→ Texte à examiner
Nous partageons quelques extraits de l’article du Monde Afrique dans sa série ” En Afrique, la science au féminin”. Vous pouvez retrouver l’article original ici.
Valérie Carole Gbonon, médecin biologiste à l’Institut Pasteur de Côte d’Ivoire, Le Monde Afrique.
La professeure Valérie Gbonon, âgée de 47 ans fait partie des médecins chercheurs les plus brillants d’Afrique de l’Ouest. Elle est devenue incontournable sur un sujet peu étudié sur le continent: la résistance bactérienne aux antibiotiques. C’est à la fin des années 1990 qu’elle vit le premier vrai tournant de sa vie. Alors qu’elle commence une thèse sur «l’écosystème bactérien dans les blocs opératoires du CHU de Treichville», à cheval entre la réanimation et le service de bactériologie de cet hôpital d’Abidjan, elle est traumatisée par ce qu’elle voit. «La mort partout, tout le temps. Et ce sentiment d’impuissance…».
C’est à cette époque qu’elle fait la « rencontre de [sa] vie»: Mireille Dosso, la directrice de l’Institut Pasteur de Côte d’Ivoire (IPCI), qui s’allie pour la circonstance avec la mère de la jeune universitaire pour la convaincre de finir sa thèse et de devenir chercheuse, en plus d’être médecin. Mise sur les rails par ces deux «mentors», Valérie Carole Gbonon entre à l’IPCI.
Depuis, elle enchaîne les consécrations scientifiques. En 2006, ses travaux autour du streptocoque du groupe B, la principale bactérie responsable des infections néonatales, véritable fléau en Côte d’Ivoire, lui valent d’être lauréate du prix L’Oréal-Unesco pour les femmes et la science, avec à la clé un stage au Centre national de référence des streptocoques de l’hôpital Cochin, à Paris.
Ses travaux sont appréciés car ils abordent des enjeux peu explorés par la recherche ivoirienne et ouest-africaine. Elle a choisi la résistance bactérienne aux antibiotiques comme «sujet d’étude d’une vie». Ce qui lui permet d’asseoir son autorité et sa légitimité scientifiques. C’est ainsi que l’Observatoire des résistances des micro-organismes aux anti-infectieux en Côte d’Ivoire (Ormici), qu’elle a lancé avec une collègue en 2006, est devenu un centre national de recherche reconnu par l’État.
Aujourd’hui, l’Ormici assure le secrétariat exécutif pour la Côte d’Ivoire dans le cadre du Global Health Security Agenda, une initiative internationale de lutte contre les maladies infectieuses. En 2016, l’État ivoirien a décrété que la résistance bactérienne aux antibiotiques était une «préoccupation de santé publique». Sur ce sujet, la professeure Gbonon est devenue incontournable. Interrogée sur sa double nationalité et les opportunités qu’elle pourrait avoir à l’étranger dans des laboratoires de renommée, elle répond, presque en chuchotant: «C’est la Côte d’Ivoire qui a le plus besoin de moi.»

→ Enregistrements de données
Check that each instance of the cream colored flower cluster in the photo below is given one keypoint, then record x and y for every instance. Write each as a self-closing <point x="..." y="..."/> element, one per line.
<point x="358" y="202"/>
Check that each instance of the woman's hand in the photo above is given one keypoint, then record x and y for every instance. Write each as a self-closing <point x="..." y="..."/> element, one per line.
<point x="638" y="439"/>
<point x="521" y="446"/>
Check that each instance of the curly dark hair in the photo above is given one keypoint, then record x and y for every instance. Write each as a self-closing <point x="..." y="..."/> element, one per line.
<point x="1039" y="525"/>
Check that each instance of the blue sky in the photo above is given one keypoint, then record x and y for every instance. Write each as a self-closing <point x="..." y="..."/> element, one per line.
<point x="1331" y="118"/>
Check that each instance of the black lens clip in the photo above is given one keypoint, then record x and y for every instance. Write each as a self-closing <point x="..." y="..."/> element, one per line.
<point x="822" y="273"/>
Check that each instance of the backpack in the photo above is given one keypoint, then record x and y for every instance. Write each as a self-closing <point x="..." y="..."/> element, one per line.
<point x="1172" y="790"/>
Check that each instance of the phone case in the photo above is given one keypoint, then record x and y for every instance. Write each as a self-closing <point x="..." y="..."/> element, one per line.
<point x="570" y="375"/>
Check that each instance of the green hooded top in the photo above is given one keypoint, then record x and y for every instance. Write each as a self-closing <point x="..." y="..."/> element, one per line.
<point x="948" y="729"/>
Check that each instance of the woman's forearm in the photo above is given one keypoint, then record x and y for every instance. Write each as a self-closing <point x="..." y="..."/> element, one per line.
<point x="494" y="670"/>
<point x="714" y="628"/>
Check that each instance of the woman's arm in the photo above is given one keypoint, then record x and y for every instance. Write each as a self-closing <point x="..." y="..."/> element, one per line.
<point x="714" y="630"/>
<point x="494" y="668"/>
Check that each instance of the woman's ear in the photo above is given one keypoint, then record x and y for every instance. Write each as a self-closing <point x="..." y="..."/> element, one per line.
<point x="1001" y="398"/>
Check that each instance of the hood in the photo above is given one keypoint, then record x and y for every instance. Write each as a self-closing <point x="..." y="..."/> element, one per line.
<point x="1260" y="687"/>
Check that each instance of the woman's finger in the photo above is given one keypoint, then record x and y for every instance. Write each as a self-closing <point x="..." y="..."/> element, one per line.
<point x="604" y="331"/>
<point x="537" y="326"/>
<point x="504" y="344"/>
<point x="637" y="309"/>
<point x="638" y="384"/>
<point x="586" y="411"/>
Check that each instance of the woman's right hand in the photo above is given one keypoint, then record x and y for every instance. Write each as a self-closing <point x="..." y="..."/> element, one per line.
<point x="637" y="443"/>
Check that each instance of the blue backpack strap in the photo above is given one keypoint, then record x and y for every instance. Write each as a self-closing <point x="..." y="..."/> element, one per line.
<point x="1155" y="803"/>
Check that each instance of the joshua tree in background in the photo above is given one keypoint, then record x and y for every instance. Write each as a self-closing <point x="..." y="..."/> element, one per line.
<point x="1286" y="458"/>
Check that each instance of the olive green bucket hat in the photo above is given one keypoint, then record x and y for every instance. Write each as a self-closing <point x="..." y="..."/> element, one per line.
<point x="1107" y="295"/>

→ Problèmes à résoudre
1. En quelle année, selon le portrait de Valérie Gbonon, a-t-elle été lauréate du prix L'Oréal-Unesco pour les femmes et la science ?
2. Reproduisez à l'identique le passage du portrait de Valérie Gbonon qui s'ouvre sur les mots contenant « Nous partageons quelques » et se clôt sur « Le Monde Afrique. ».
Les enregistrements n'interviennent pas dans ce travail.

→ Réponses aux problèmes
1. En 2006.

2.
Nous partageons quelques extraits de l’article du Monde Afrique dans sa série ” En Afrique, la science au féminin”. Vous pouvez retrouver l’article original ici.
Valérie Carole Gbonon, médecin biologiste à l’Institut Pasteur de Côte d’Ivoire, Le Monde Afrique.